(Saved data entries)
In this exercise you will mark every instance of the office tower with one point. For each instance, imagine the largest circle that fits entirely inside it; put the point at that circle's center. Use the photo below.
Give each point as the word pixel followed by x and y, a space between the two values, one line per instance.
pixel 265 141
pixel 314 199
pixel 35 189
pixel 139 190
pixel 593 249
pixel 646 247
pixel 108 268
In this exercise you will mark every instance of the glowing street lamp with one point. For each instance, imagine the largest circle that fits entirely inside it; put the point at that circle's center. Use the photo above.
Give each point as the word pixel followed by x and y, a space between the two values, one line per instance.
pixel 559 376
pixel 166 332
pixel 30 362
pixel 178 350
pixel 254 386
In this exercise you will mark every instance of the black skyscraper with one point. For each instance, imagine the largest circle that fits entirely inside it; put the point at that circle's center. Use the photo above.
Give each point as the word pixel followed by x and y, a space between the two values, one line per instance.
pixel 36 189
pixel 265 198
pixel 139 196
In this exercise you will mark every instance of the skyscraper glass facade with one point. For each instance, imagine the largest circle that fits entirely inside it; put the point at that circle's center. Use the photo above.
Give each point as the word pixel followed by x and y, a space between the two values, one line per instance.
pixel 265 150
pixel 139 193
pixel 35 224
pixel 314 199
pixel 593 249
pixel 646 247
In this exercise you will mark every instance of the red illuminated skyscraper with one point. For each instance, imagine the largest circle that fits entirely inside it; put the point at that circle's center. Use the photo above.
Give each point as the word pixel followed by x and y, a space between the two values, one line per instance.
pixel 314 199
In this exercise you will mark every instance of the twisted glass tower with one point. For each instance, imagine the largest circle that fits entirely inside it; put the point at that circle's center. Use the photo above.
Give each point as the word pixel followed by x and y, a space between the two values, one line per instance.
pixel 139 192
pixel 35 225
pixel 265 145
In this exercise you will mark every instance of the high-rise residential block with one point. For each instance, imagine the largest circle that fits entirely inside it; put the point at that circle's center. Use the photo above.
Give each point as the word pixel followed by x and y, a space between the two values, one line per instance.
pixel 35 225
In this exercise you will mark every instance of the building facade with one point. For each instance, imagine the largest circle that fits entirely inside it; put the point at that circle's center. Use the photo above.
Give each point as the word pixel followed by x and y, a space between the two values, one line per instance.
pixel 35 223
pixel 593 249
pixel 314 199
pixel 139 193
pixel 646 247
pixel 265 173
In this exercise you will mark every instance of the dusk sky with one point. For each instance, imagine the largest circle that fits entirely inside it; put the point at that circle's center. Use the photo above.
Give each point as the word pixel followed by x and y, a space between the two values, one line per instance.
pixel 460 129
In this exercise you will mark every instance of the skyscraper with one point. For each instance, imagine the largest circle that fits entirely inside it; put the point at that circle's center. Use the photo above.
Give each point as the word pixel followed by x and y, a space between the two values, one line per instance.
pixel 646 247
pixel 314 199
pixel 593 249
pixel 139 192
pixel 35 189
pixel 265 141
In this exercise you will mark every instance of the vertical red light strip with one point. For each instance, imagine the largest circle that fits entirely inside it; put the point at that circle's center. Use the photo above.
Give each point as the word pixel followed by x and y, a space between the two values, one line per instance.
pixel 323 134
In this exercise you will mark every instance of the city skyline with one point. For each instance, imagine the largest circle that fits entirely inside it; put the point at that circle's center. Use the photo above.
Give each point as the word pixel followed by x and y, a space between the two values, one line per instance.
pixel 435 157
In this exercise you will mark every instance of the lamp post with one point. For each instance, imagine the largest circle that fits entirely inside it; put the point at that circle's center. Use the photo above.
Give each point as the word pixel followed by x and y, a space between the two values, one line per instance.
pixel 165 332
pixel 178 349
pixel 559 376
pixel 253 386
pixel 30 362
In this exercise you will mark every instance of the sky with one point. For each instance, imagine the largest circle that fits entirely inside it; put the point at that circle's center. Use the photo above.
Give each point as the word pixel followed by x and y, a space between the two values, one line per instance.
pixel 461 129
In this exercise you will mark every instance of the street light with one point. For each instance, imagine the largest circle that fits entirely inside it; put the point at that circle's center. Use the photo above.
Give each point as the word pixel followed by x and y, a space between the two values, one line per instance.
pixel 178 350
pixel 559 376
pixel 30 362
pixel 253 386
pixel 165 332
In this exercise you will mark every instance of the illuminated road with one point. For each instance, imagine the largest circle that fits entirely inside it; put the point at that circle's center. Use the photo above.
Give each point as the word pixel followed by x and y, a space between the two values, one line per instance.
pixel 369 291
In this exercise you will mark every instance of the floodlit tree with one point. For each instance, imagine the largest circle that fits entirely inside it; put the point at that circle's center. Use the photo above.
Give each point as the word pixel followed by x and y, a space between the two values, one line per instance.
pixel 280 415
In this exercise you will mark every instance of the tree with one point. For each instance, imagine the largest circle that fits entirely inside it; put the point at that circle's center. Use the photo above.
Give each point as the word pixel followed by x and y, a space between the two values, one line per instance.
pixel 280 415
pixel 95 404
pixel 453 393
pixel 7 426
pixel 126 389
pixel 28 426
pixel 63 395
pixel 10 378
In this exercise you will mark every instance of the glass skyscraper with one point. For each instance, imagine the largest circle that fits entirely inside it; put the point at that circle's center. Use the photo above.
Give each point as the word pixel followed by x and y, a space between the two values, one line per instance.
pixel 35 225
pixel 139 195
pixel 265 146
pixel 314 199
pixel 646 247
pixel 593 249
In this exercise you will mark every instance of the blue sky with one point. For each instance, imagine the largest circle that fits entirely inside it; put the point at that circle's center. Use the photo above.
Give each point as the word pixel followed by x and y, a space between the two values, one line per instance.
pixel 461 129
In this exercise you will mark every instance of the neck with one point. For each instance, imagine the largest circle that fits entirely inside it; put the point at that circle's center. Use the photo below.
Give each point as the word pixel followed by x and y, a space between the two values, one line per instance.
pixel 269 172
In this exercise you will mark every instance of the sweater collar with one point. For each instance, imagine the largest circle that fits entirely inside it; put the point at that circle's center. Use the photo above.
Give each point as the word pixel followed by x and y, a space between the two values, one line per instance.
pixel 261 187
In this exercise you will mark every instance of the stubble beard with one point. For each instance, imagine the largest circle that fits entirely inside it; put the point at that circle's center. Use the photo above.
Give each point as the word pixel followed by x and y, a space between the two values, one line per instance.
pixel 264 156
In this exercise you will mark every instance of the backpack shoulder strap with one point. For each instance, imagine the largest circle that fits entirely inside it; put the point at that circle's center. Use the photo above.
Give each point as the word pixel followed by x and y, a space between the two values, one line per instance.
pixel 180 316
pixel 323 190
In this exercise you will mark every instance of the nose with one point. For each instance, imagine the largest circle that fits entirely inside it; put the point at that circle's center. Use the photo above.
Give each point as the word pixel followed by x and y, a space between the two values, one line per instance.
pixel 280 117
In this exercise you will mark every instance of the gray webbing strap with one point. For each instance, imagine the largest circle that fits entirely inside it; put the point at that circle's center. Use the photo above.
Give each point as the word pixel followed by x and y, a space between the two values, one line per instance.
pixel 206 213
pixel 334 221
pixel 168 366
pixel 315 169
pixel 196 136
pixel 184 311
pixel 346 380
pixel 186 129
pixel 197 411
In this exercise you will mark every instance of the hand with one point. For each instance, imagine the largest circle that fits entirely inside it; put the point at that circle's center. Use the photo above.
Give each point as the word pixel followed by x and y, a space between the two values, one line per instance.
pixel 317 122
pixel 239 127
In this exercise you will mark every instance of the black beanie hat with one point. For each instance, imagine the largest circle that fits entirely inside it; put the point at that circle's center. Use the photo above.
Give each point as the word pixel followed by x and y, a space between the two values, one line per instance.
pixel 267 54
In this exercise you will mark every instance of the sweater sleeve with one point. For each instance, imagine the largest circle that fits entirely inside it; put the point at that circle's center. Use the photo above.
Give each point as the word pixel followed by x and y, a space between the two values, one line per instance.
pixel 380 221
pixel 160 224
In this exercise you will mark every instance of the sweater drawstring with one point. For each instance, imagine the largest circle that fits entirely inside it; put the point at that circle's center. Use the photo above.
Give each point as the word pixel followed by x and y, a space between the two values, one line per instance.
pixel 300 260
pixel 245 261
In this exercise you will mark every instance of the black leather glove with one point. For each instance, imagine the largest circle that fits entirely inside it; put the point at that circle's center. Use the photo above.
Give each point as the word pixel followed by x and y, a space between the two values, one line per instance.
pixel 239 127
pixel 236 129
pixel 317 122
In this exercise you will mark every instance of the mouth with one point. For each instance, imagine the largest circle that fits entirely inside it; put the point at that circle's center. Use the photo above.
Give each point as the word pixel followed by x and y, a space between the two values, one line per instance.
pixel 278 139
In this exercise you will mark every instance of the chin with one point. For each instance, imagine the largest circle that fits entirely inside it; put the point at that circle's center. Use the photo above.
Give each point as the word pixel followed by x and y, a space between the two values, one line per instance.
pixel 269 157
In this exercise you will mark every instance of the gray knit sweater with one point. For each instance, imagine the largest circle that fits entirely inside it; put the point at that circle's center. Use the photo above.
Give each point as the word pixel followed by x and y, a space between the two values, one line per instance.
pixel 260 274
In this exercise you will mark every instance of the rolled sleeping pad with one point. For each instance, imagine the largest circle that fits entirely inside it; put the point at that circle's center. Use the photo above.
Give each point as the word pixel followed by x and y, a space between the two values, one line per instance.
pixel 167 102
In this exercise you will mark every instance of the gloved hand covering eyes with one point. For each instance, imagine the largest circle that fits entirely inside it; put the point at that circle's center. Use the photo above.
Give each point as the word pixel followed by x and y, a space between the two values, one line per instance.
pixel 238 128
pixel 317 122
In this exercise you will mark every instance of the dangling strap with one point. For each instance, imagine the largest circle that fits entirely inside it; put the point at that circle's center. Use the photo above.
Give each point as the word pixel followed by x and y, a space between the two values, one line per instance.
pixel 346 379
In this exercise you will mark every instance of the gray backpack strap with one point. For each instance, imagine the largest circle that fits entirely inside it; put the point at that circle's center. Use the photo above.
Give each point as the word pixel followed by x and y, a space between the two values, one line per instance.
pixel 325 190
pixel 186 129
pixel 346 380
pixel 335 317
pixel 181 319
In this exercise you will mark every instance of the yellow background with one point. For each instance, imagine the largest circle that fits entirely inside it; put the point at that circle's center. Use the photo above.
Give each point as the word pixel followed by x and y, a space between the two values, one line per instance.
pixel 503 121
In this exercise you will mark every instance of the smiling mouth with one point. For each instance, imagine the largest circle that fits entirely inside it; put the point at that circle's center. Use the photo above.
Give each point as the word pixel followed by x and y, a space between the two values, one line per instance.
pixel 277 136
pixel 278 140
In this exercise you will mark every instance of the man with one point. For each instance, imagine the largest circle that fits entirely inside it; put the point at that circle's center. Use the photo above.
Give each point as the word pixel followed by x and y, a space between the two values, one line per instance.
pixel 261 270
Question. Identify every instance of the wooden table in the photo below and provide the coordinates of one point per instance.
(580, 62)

Directions: Give the lines again, exactly as they stand, from the beginning of the data through the line with "In this exercise you will mark every instance of the glowing".

Solution for this task:
In this exercise you will mark every instance of the office tower with one point. For each instance, imagine the largest circle that fits entirely inside it; put the point at that circle's center. Use the photo below.
Give each point as the word pixel followed by x and y, a space between the two values, one line per instance.
pixel 265 141
pixel 314 199
pixel 35 189
pixel 139 190
pixel 593 249
pixel 646 247
pixel 108 268
In this exercise you will mark every instance of the glowing street lamp with one point. For each instance, imagine the largest circle that fits entirely inside it; put the point at that circle's center. Use the photo above.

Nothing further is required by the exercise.